[[ SOURCE MATERIAL open ]]
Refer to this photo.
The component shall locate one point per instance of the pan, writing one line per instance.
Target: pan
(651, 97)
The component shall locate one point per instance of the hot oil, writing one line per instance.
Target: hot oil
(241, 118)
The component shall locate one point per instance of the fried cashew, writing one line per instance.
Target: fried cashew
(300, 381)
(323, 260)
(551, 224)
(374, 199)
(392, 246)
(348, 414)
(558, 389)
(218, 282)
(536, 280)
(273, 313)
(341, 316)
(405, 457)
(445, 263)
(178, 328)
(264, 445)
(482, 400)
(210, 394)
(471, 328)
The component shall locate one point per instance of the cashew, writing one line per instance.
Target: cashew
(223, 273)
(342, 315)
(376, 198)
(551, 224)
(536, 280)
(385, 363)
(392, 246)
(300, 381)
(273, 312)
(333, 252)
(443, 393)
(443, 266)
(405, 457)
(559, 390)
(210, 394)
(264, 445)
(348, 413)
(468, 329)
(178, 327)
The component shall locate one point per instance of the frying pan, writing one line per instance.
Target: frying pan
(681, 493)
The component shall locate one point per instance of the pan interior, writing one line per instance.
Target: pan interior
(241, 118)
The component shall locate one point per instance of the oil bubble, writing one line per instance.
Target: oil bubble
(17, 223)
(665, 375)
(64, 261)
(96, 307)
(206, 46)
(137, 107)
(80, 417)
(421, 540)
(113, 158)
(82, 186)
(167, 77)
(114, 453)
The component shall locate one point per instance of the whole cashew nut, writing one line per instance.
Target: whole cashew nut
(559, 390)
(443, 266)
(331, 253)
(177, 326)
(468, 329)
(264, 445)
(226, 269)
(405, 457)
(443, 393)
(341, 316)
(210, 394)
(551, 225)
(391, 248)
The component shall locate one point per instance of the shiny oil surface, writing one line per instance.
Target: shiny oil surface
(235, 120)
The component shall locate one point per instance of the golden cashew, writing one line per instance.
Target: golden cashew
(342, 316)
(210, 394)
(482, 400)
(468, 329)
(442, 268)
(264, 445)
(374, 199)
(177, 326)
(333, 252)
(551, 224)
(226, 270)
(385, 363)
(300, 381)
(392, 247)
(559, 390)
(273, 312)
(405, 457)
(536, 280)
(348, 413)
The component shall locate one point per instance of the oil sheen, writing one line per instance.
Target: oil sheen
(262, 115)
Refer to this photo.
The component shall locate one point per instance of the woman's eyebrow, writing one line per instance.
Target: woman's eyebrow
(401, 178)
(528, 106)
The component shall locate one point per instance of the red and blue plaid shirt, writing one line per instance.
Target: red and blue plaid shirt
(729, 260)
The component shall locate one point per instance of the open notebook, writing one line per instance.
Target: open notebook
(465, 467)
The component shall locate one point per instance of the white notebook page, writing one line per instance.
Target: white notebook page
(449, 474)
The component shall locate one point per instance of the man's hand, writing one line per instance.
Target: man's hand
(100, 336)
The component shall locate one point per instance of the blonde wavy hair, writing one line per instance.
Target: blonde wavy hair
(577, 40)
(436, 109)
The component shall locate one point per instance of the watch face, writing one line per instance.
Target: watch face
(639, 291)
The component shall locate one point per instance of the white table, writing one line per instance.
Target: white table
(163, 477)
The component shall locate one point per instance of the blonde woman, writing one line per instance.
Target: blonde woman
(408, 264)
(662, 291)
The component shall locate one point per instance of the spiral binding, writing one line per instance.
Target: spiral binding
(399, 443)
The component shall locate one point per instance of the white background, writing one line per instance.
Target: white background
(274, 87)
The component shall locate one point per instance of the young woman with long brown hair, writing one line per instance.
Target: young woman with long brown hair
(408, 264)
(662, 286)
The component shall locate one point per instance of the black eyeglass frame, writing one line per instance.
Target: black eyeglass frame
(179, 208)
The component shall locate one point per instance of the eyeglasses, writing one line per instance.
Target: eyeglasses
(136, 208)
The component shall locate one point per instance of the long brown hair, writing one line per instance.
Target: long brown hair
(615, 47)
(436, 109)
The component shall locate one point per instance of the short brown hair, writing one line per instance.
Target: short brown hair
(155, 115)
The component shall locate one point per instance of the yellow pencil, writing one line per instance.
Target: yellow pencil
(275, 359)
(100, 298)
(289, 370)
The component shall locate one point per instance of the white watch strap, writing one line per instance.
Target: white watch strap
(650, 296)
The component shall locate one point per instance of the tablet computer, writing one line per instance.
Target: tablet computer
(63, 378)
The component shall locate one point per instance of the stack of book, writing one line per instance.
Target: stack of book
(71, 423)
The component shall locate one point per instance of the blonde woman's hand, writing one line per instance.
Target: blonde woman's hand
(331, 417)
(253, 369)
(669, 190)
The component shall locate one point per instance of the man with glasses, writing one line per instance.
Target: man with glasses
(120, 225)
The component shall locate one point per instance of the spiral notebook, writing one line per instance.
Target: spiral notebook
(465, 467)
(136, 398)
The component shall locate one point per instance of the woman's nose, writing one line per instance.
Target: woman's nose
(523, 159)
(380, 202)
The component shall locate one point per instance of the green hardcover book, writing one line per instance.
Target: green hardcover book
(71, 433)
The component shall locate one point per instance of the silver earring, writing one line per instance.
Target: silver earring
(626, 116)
[[ SOURCE MATERIAL closed ]]
[[ SOURCE MATERIAL open ]]
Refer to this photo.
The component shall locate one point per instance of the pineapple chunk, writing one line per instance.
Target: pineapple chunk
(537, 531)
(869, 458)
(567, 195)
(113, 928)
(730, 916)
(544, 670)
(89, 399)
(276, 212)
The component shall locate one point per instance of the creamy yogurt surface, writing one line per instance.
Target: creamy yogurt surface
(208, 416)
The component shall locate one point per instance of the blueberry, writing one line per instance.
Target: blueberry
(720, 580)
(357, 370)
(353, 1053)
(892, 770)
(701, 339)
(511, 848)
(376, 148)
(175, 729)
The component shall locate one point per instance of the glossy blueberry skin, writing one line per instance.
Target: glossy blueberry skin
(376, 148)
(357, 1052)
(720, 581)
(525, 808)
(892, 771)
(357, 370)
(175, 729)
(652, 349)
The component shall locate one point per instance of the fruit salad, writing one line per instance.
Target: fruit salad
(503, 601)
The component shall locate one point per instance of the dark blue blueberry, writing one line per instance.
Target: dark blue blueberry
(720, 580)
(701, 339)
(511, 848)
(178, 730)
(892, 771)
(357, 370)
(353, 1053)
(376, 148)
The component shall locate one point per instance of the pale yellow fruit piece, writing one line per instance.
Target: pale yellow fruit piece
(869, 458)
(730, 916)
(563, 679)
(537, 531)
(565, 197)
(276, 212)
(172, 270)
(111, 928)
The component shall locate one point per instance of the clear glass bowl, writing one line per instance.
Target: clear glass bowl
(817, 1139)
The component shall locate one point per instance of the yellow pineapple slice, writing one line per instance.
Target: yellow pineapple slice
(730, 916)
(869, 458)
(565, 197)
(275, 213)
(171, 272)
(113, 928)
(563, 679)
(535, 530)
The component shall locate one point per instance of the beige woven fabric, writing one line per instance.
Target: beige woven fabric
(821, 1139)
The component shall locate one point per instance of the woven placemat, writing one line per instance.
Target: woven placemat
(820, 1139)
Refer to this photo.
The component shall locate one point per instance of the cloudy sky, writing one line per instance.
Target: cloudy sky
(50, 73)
[[ SOURCE MATERIAL closed ]]
[[ SOURCE MATERIAL open ]]
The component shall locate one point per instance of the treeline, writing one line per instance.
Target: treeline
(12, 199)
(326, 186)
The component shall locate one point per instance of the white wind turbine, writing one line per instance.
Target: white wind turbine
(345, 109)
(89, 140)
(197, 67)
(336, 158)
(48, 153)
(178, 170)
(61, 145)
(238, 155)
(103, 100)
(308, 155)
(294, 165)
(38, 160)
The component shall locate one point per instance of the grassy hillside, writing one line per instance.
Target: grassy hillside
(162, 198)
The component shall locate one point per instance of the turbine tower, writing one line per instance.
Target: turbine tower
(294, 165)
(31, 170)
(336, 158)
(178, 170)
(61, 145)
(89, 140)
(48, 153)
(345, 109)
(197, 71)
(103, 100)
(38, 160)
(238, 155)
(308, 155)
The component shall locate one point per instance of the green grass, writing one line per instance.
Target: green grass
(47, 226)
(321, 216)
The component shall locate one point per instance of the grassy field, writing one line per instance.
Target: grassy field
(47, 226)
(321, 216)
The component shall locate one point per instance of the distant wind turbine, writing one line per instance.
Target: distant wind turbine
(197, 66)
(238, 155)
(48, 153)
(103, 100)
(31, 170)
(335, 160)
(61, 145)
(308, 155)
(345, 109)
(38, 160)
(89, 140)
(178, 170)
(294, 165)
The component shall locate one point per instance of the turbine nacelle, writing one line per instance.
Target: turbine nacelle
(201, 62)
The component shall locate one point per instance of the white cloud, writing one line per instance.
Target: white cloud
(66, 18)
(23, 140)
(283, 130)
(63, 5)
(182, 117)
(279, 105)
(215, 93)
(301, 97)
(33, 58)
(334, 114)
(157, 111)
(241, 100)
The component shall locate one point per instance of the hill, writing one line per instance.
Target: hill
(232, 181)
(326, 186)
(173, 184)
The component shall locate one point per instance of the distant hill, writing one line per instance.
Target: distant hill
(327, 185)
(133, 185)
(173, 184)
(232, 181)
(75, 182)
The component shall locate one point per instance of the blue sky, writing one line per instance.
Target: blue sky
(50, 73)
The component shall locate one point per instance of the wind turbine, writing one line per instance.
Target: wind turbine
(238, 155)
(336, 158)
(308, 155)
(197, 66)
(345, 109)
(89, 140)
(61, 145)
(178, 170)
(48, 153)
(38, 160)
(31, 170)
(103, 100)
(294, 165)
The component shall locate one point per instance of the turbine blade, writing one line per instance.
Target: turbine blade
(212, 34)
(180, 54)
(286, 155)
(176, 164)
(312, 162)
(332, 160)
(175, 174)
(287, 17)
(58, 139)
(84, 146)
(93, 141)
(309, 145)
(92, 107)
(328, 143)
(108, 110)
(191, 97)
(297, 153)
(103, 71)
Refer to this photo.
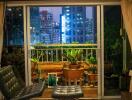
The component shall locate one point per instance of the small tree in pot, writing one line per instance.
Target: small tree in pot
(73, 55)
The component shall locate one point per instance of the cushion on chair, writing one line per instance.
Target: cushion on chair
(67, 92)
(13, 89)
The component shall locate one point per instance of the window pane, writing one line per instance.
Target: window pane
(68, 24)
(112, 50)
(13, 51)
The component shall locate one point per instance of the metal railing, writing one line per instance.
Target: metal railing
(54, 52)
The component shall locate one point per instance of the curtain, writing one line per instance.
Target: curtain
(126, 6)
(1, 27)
[[ SOURCE MATERIAL closed ]]
### WHAT YOU SHOULD DO
Your reply is to repeat, unchanged, the lines above running from the one with "Target: whole cashew nut" up to and including the one with "page, writing one line per instance.".

### OUTPUT FOR THIS TASK
Target: whole cashew nut
(559, 390)
(443, 266)
(331, 253)
(177, 326)
(468, 329)
(264, 445)
(226, 269)
(405, 457)
(443, 393)
(341, 316)
(210, 394)
(551, 225)
(391, 248)
The component shall locate one point per instance of the shiny oil surface, writing one line per instance.
Target: shiny oil surface
(235, 120)
The component shall locate one point per instance of the golden cashew, writing one line per instance.
Target: golden cashew
(342, 316)
(210, 394)
(482, 400)
(468, 329)
(442, 268)
(264, 445)
(374, 199)
(177, 326)
(333, 252)
(551, 224)
(226, 270)
(385, 363)
(300, 381)
(392, 247)
(559, 390)
(273, 312)
(405, 457)
(536, 280)
(348, 413)
The component shall locate one point per instance of the oil sheen, writing one line per instance.
Target: oil sheen
(262, 115)
Refer to this photo.
The component shall locate one point per instance of the woman's eyebrow, writing one line per instance.
Target: woman's eyebrow
(401, 178)
(528, 106)
The component shall locate one point per instance of the red and blue plaid shirt, writing one line per instance.
Target: red and blue plaid shirt
(729, 260)
The component shall locate one point per instance of the open notebook, writing one line per instance.
Target: open notebook
(465, 467)
The component shall locate one point per instance of the white notebook page, writing one line per instance.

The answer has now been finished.